▶ Task objective:
Can you lay out everything from the line containing "Question. Spot each instance of the exposed" down to the end of the entries below as a JSON list of strings, one string per line and blank lines left out?

═════ Entries provided

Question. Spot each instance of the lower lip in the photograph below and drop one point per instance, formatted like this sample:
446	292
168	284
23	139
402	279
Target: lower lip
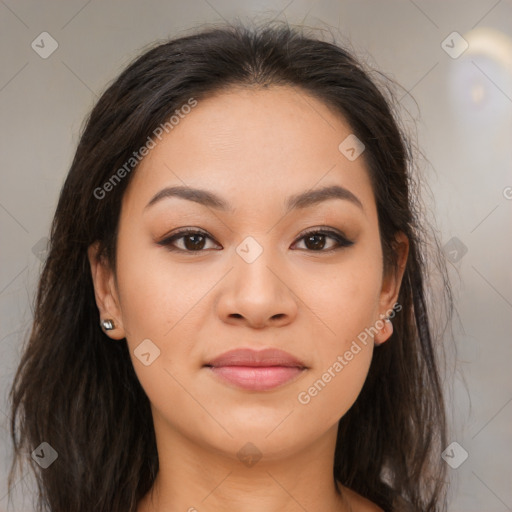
257	378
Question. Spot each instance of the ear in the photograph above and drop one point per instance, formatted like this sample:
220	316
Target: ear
391	283
105	292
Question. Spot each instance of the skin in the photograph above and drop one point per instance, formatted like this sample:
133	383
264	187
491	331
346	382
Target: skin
254	148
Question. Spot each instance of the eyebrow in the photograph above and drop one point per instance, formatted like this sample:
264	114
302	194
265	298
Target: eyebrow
298	201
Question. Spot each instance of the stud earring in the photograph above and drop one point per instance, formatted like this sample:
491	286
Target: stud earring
387	325
107	324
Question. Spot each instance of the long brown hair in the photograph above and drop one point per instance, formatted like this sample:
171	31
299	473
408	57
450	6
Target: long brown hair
77	391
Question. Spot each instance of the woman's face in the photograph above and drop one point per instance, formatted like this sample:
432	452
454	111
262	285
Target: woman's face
250	276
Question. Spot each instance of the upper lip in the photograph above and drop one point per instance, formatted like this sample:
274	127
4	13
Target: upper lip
250	357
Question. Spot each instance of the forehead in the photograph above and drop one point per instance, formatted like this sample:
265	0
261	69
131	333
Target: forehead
252	145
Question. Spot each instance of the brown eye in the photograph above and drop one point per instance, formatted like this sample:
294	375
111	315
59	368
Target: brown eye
316	240
193	241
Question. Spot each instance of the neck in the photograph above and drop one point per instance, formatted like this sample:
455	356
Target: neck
198	478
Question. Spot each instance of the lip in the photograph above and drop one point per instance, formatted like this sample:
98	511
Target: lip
260	370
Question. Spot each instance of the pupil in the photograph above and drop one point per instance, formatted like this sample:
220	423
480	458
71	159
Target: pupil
317	245
194	245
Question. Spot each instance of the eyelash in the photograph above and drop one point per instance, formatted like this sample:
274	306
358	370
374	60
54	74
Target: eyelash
340	239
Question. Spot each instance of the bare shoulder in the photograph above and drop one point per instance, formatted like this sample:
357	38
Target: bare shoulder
358	503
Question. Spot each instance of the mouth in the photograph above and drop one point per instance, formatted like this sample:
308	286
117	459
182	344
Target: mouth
256	370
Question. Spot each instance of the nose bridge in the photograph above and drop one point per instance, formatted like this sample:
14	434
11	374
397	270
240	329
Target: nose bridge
255	289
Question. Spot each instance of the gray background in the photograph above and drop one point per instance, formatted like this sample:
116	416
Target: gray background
464	119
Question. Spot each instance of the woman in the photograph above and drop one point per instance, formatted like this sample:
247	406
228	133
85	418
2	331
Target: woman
233	314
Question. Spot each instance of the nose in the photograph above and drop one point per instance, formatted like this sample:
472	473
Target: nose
258	294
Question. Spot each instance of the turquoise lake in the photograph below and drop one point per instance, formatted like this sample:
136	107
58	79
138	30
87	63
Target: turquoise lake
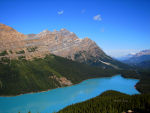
56	99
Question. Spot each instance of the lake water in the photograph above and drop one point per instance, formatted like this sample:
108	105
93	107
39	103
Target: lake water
56	99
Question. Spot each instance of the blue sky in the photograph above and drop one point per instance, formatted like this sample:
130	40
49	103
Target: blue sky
119	27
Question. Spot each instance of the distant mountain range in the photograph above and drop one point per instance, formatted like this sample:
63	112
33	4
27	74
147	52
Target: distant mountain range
141	59
62	43
37	62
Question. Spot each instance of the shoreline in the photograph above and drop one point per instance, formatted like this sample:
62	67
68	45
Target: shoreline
67	86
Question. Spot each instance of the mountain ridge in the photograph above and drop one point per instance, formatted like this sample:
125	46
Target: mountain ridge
61	43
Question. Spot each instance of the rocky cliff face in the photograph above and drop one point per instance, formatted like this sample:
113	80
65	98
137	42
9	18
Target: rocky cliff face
62	43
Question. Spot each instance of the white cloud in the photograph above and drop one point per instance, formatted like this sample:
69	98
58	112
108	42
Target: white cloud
60	12
97	17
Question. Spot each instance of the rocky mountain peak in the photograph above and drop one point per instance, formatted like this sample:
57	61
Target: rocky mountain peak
62	43
5	28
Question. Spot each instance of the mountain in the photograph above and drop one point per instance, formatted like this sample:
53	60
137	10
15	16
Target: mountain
64	43
38	62
126	57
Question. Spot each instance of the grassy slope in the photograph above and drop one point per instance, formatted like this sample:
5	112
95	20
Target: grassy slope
112	102
21	76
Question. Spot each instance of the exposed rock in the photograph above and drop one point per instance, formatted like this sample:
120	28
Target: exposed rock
62	80
62	43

══════════

▶ Task answer:
[
  "Question. Spot each instance of the exposed rock in the photograph above and drop one point per instance, formatted like this sample:",
  "120\t28",
  "Target: exposed rock",
  "62\t80",
  "62\t43"
]